- Page extract -

--- --- ---

I really don't like monitoring actual mutuel prices when modeling--they seem more a distraction (at this point) than anything else. I just started building the hits and misses mutuel files for selections. The preliminary results look like it may be a valuable source of information, and my use of mutuels may change radically.

Understand that the template description(s) I posted are for my own use, and contain notations and values that may seem overkill, but allow me to evaluate new models and model components at a glance. For example, the current betting model I use for The Meadows has almost 100 components, that are categorized by race type (some used for one type of race, some for another, developed over many months). I find it much easier to scan a field of numbers parsed into discrete categories than to use other methods. For example, scanning (that pattern-recognition thing again) the mutuel prices makes a 6.46 "jump out" in a column comprised primarily of values in the 5.12 to 5.57 (or whatever) range.

DeltaLover
11-20-2013, 09:51 PM
Sounds simple and straight forward approach. As far as pattern recognition goes, maybe you should consider a NN, if your data are clean and more than anything else you get it right to eliminate conflicts it might work. What I think might be of more value is to create some sort of a voting mechanism and based your betting on it. Although clearly an emperical approach with no sound theoretical foundation, it seems to work.

traynor
11-20-2013, 10:15 PM
Sounds simple and straight forward approach. As far as pattern recognition goes, maybe you should consider a NN, if your data are clean and more than anything else you get it right to eliminate conflicts it might work. What I think might be of more value is to create some sort of a voting mechanism and based your betting on it. Although clearly an emperical approach with no sound theoretical foundation, it seems to work.

--- --- ---

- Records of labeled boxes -
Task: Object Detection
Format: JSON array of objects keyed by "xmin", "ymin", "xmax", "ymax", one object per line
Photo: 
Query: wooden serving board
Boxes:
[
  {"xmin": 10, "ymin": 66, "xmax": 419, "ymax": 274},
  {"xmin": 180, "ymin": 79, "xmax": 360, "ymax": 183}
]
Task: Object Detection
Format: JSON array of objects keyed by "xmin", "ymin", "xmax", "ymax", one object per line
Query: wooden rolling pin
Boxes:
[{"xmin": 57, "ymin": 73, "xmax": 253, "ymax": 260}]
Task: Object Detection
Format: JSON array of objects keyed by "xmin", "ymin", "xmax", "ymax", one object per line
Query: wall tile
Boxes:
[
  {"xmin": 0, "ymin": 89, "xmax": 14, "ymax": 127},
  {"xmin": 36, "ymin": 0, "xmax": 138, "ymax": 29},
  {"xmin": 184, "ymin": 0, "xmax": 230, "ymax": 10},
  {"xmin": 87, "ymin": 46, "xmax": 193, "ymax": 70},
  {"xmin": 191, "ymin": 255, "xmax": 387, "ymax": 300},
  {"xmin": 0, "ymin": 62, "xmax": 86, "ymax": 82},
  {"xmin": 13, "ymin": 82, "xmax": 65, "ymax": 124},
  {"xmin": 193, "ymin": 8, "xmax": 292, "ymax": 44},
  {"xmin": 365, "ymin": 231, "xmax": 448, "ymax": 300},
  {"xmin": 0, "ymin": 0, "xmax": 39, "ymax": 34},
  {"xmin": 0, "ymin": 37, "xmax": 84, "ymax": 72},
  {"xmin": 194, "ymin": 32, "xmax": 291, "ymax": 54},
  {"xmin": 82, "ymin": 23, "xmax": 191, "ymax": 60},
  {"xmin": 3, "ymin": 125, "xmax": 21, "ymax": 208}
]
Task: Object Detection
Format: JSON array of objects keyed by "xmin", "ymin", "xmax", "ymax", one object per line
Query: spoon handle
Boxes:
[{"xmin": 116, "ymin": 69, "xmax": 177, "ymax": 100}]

--- --- ---

- Challenge A -
Return the part of the betting-model forum thread that begins at the words "Understand that the" and stops after "(or whatever) range.".
- Challenge B -
In the betting-model forum thread, how many components does the current betting model for The Meadows have?
- Challenge C -
Please extend the betting-model forum thread, picking up after its final sentence.

- Right answer A -
Understand that the template description(s) I posted are for my own use, and contain notations and values that may seem overkill, but allow me to evaluate new models and model components at a glance. For example, the current betting model I use for The Meadows has almost 100 components, that are categorized by race type (some used for one type of race, some for another, developed over many months). I find it much easier to scan a field of numbers parsed into discrete categories than to use other methods. For example, scanning (that pattern-recognition thing again) the mutuel prices makes a 6.46 "jump out" in a column comprised primarily of values in the 5.12 to 5.57 (or whatever) range.

- Right answer B -
Almost 100.

- Right answer C -
A model is like a snapshot--a single image. A series of such snapshots enable (relatively) early detection of trends (as opposed to chaotic scatters of data points). That is one of the reasons I use several different "views" defining the overall "snapshot."

For example, a lower frequency of matches and wins with higher mutuels is more likely to produce an equivalent (or better) ROI, but may be less dependable (and ultimately less profitable) than a higher frequency of matches and wins with the same--or even lower--ROI. Most of the models tend to suggest that focusing on higher mutuels (average, mean, MIQR) is counter productive. The higher the mutuels, the more likely they are to be (or to contain) anomalies--and not to be sustainable in actual use.

DeltaLover
11-20-2013, 10:21 PM
I completely agree. The whole idea is to jump to the wagon before anyone else. Early trend realization is the name of the game.

traynor
11-21-2013, 10:41 AM
Well, whoopie, so now there is a small model of a small sample of races at a track. What comes next? For some, the tendency seems to be to add more races, recalculate everything, backfit it to the newly added races, and declare it as a "change to reflect the realities of racing." That is utter nonsense, and worthless for wagering.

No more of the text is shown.